- What you should do
Begin at the line of the data that has "[point] every instance of the white" and stop at the end of the data. Write those lines out again, requests included, but shift every x and y coordinate in the answers up by 77, and leave out the pictures.

- Recorded information
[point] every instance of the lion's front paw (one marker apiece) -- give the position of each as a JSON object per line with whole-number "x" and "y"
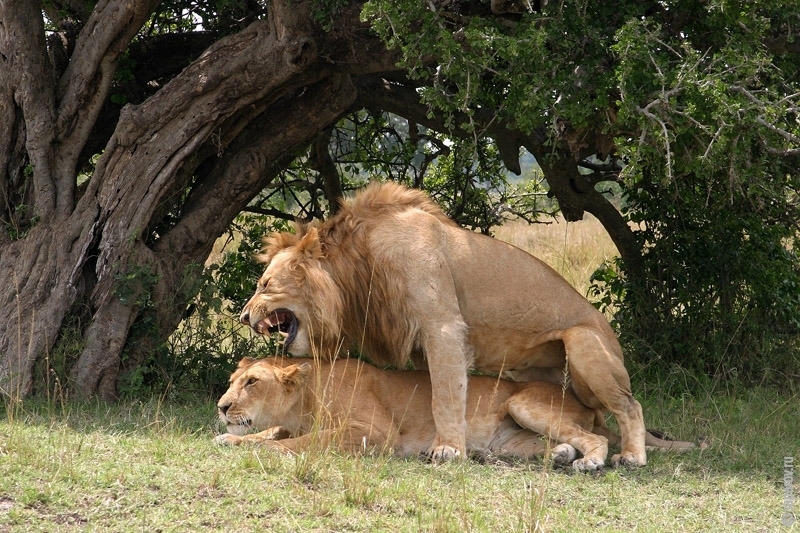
{"x": 228, "y": 439}
{"x": 628, "y": 459}
{"x": 588, "y": 464}
{"x": 441, "y": 454}
{"x": 563, "y": 454}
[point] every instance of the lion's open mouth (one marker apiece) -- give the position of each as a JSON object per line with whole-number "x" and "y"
{"x": 282, "y": 321}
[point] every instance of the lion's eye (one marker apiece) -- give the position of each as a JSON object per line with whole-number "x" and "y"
{"x": 262, "y": 285}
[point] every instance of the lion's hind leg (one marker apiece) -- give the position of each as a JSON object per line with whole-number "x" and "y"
{"x": 600, "y": 381}
{"x": 543, "y": 408}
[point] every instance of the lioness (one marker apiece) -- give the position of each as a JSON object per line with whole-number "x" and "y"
{"x": 392, "y": 276}
{"x": 366, "y": 407}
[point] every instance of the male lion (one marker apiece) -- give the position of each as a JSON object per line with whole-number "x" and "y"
{"x": 361, "y": 407}
{"x": 393, "y": 277}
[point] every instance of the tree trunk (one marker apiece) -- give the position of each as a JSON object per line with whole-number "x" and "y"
{"x": 250, "y": 100}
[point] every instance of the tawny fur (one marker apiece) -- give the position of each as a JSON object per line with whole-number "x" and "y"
{"x": 392, "y": 277}
{"x": 301, "y": 403}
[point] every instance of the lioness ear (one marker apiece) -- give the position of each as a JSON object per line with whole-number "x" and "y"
{"x": 293, "y": 374}
{"x": 309, "y": 245}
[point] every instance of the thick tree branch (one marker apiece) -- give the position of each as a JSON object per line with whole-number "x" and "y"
{"x": 86, "y": 82}
{"x": 28, "y": 96}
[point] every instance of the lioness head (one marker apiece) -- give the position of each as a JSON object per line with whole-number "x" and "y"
{"x": 296, "y": 296}
{"x": 261, "y": 395}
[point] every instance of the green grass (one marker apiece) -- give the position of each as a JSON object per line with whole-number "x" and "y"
{"x": 150, "y": 466}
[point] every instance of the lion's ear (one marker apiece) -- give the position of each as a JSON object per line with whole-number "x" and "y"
{"x": 246, "y": 361}
{"x": 274, "y": 243}
{"x": 309, "y": 245}
{"x": 293, "y": 374}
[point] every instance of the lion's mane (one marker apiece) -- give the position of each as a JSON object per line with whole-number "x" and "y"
{"x": 355, "y": 299}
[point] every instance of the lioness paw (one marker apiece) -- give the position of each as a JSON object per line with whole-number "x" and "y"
{"x": 441, "y": 454}
{"x": 228, "y": 439}
{"x": 628, "y": 459}
{"x": 588, "y": 464}
{"x": 563, "y": 454}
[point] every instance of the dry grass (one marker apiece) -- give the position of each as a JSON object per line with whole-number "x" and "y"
{"x": 574, "y": 249}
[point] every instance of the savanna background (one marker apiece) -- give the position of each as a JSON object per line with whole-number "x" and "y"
{"x": 648, "y": 150}
{"x": 147, "y": 462}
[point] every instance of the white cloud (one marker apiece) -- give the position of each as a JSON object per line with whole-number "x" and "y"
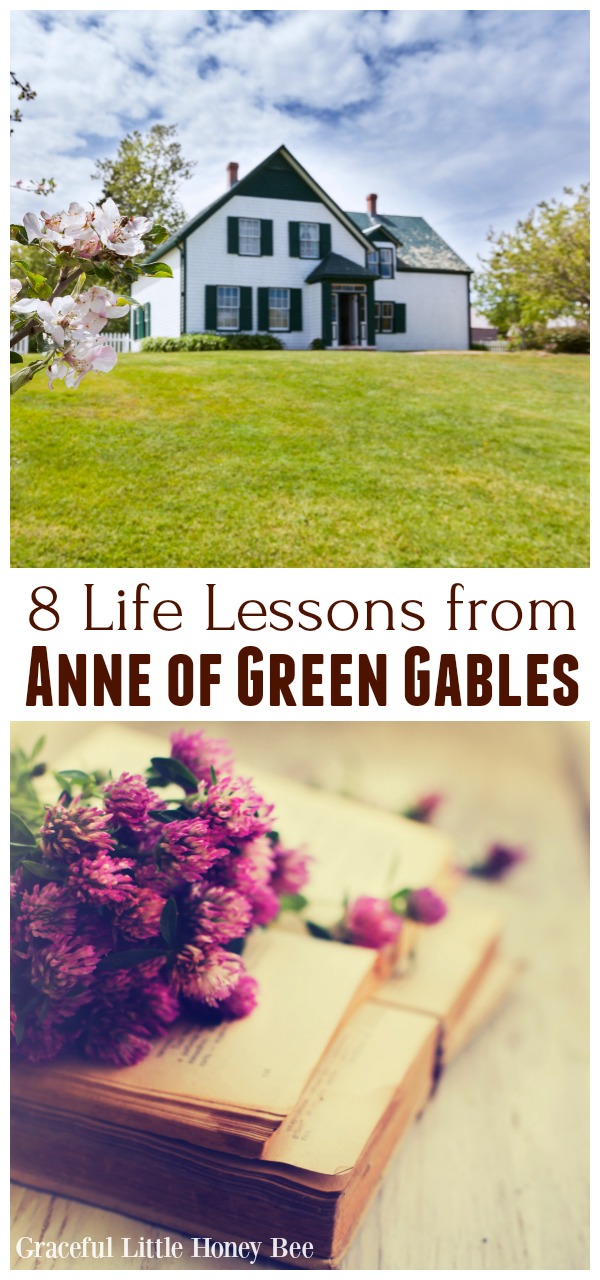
{"x": 466, "y": 117}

- Task output
[point] every instance of the white cloud (one marker apiece) -- give the position of each as a JSON object per line with whole-number "x" and "y"
{"x": 543, "y": 194}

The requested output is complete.